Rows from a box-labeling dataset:
=-=-=-=-=

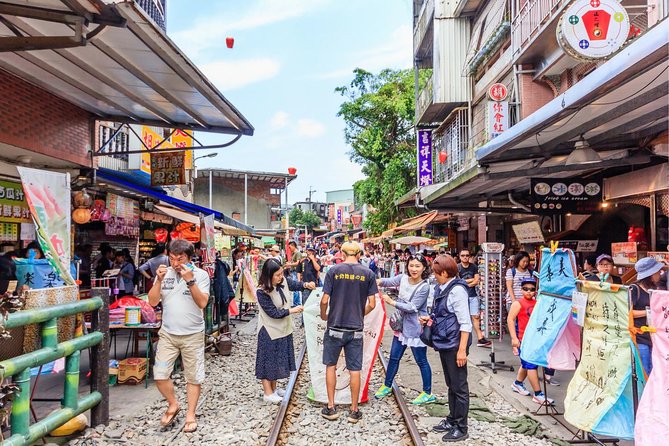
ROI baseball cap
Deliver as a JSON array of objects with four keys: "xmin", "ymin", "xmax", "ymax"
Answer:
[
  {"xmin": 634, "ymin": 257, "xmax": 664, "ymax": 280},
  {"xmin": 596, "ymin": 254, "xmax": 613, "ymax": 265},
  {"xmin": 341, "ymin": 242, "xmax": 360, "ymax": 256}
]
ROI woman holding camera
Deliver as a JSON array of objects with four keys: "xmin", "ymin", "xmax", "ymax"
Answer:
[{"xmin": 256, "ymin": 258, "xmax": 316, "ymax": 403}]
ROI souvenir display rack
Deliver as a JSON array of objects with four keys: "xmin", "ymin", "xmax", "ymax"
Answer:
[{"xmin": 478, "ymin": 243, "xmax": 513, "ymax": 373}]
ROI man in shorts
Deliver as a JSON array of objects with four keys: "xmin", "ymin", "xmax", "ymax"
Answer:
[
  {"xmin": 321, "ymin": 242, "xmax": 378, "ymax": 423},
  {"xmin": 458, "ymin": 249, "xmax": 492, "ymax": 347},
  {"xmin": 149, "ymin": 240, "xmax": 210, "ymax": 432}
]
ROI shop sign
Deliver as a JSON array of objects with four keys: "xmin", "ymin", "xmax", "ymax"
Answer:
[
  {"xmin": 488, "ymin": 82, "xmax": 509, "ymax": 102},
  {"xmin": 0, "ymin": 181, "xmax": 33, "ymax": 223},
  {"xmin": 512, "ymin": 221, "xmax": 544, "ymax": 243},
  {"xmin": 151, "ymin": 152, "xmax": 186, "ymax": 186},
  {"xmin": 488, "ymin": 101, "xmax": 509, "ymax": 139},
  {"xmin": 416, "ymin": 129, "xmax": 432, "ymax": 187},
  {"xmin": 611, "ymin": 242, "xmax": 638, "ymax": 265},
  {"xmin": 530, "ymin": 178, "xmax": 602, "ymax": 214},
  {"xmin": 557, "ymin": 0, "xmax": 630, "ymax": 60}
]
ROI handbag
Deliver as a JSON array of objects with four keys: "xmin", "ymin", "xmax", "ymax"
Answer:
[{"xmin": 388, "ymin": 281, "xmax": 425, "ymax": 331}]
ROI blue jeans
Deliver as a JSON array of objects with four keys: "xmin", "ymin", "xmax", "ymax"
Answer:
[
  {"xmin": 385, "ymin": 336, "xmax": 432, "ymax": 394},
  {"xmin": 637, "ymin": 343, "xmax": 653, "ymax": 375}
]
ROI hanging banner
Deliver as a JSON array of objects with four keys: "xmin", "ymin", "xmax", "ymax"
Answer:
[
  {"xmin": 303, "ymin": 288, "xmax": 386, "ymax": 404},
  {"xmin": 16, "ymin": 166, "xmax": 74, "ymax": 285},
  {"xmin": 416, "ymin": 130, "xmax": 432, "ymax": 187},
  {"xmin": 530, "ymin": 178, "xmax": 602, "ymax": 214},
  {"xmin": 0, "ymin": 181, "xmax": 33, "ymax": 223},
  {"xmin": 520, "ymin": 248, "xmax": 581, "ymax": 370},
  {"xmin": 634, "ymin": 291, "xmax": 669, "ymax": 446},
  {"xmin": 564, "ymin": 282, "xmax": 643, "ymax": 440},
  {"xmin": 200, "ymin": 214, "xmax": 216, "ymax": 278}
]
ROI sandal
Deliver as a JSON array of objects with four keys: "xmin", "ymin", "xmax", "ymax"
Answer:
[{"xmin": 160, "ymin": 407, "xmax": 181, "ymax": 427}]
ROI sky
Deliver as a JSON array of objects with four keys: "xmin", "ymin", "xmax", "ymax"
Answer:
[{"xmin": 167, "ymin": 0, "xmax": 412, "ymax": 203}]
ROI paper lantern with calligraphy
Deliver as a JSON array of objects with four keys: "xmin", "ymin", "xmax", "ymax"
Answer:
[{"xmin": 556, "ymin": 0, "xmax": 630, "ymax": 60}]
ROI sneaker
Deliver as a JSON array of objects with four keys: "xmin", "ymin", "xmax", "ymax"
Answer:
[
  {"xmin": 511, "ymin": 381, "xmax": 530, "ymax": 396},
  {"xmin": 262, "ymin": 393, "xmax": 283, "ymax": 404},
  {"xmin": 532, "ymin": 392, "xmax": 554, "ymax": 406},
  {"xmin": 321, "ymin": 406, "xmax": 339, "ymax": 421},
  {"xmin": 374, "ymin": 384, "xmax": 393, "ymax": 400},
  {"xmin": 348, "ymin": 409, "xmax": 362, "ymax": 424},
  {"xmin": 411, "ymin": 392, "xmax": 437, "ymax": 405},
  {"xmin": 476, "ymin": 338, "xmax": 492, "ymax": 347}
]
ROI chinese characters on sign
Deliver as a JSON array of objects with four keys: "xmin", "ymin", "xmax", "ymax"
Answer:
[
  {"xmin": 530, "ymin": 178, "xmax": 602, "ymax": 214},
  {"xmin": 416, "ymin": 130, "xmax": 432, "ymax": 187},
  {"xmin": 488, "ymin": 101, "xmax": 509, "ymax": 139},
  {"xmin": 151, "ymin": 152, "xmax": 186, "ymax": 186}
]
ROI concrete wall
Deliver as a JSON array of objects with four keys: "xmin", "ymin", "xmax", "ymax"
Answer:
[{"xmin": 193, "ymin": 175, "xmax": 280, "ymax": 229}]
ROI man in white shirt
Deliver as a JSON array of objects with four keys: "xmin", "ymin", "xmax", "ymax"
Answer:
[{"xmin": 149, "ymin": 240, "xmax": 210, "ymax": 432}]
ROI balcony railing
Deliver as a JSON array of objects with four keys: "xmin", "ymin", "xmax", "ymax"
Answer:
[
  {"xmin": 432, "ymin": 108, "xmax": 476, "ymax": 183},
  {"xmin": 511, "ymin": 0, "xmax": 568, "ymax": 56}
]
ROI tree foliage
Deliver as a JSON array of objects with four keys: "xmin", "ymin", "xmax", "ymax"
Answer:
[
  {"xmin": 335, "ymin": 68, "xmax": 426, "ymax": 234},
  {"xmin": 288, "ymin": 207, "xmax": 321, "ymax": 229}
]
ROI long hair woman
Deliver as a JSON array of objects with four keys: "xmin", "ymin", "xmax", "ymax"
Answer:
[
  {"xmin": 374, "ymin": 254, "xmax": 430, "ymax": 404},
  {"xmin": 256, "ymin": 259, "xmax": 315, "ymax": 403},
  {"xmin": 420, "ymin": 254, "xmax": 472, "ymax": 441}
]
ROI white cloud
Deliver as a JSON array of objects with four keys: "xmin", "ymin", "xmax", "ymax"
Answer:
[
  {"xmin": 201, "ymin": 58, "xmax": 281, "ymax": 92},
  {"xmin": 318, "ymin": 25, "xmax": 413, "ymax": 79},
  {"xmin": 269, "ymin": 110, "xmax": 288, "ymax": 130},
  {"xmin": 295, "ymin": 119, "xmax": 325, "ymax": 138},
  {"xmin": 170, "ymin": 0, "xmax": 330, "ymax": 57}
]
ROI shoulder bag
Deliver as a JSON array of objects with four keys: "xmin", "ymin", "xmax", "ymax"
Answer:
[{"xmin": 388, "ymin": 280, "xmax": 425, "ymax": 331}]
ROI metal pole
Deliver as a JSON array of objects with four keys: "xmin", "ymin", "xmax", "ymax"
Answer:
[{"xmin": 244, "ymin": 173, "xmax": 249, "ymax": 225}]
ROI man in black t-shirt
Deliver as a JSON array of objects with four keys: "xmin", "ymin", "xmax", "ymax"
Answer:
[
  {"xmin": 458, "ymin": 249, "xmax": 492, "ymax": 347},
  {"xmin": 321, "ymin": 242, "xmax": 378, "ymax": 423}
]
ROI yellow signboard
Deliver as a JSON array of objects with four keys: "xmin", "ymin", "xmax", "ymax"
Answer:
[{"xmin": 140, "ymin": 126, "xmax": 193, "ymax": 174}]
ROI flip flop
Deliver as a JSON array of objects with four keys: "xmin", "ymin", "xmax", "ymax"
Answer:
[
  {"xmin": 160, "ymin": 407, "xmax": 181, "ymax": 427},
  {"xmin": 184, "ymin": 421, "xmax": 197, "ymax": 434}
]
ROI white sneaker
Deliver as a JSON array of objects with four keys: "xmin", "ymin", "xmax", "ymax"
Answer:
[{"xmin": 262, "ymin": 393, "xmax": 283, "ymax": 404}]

=-=-=-=-=

Problem to solve: Copy out, word for word, the lines of the listing starting at the line that contains "ROI yellow signboard" and ending at the final line of the listing, including both of those lines.

Response to this exercise:
ROI yellow signboard
Deliver as a JSON array of objects with four keys: "xmin", "ymin", "xmax", "ymax"
Answer:
[{"xmin": 140, "ymin": 126, "xmax": 193, "ymax": 174}]
ROI flip flop
Deliver as a JSON array of objects with four keys: "xmin", "ymin", "xmax", "ymax"
Answer:
[
  {"xmin": 160, "ymin": 407, "xmax": 181, "ymax": 427},
  {"xmin": 184, "ymin": 421, "xmax": 197, "ymax": 434}
]
ROI white sneaker
Deliver as a JSON array of objects with four keys: "xmin", "ymin", "xmax", "ymax"
Answer:
[{"xmin": 262, "ymin": 393, "xmax": 283, "ymax": 404}]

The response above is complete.